— Start Supplied passage —
This report is from a year ago (and the data go up to only 2011), but I thought I’d put it up anyway, because, although secularism is on the rise in nearly ever Western nation, but it’s particularly pronounced in Australia. The Australian Bureau of Statistics reports, in a census of what looks to be nearly everyone in Oz, that every index of religiosity is declining—and sharply. The data appear to be part of a general Australian census, in which people are asked to tick a box describing their religious affiliation.
The census gave people options of reporting which faith they adhered to, and here’s the statistics for those reporting “no religion”. The proportion of Australians choosing that category has increased from 0.4% in 1911 to 22% in 2011. The increase was particularly striking in the decade between 1961 and 1971, and perhaps some Aussie readers can explain that:

Here are the data for the last forty years: an increase from about 7% to 22%.

Here are the data for the “no religion” reporters broken down by any information they added to explain their choice. As the survey says:
Most people who reported no religion selected the ‘No religion’ box on the Census form (98%), however some provided additional information about their views, including the belief that a god or gods do not exist (Atheism), or cannot be proven to exist (Agnosticism). Other responses included Humanism, which rejects religious beliefs and centres on humans and their values, capacities, and worth; and Rationalism, which states that opinions and actions should be based on reason and knowledge rather than on religious belief or an emotional response.
It’s not clear what this means except for the heartening result that those self-described as “atheists” were by far the most common: twice as commong as “agnostics.” (Look at the numbers corresponding to those views, implying that the number of people surveyed in total (4,796,791/0.22) was nearly 22 million!:

In the last decade, every “established” religion has declined in proportional membership except for “non-Christian religions” (are those Muslims?) and “no religion,” as we’ve seen above:

As expected, older people are likely to have a definite religious affiliation, almost certainly because they’re clinging to the faith of their youth, a time when more people had a formal affiliation. For those over 25 years old, we see the familiar pattern that women are more religious than men, a result substantiated for other parts of the West. That is at least one explanation for why “movement atheism” is more weighted with males than females.
— End Supplied passage —
— Start Provided data —
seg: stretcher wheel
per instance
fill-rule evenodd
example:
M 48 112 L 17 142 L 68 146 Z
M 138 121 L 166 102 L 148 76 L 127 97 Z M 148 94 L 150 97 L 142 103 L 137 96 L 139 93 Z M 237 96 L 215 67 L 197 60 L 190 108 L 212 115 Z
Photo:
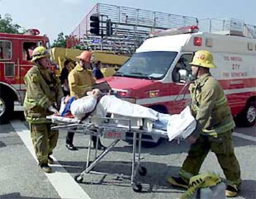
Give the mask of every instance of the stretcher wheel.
— End Provided data —
Written tasks:
[A] Answer these from the post on the Australian census:
(i) What share of Australians reported "no religion" in 1911, and what share in 2011?
(ii) In which decade was the rise in "no religion" especially striking?
(iii) What percentage of people reporting no religion selected the 'No religion' box on the Census form?
[B] Turn the paragraph in the post on the Australian census that begins "Most people who reported no religion" into a short bulleted list that keeps its main facts.
[C] Reproduce the post on the Australian census word for word, starting at "As expected, older" and ending at "males than females.".
The records have no connection to the post on the Australian census.

Answers to the tasks:
[A]
(i) 0.4% in 1911 and 22% in 2011.
(ii) The decade between 1961 and 1971.
(iii) 98%.

[B]
- 98% of people reporting no religion selected the 'No religion' box on the Census form.
- Some gave additional information about their views:
  - Atheism: the belief that a god or gods do not exist.
  - Agnosticism: the belief that a god or gods cannot be proven to exist.
  - Humanism: rejects religious beliefs and centers on humans and their values, capacities, and worth.
  - Rationalism: opinions and actions should be based on reason and knowledge rather than on religious belief or an emotional response.

[C]
As expected, older people are likely to have a definite religious affiliation, almost certainly because they’re clinging to the faith of their youth, a time when more people had a formal affiliation. For those over 25 years old, we see the familiar pattern that women are more religious than men, a result substantiated for other parts of the West. That is at least one explanation for why “movement atheism” is more weighted with males than females.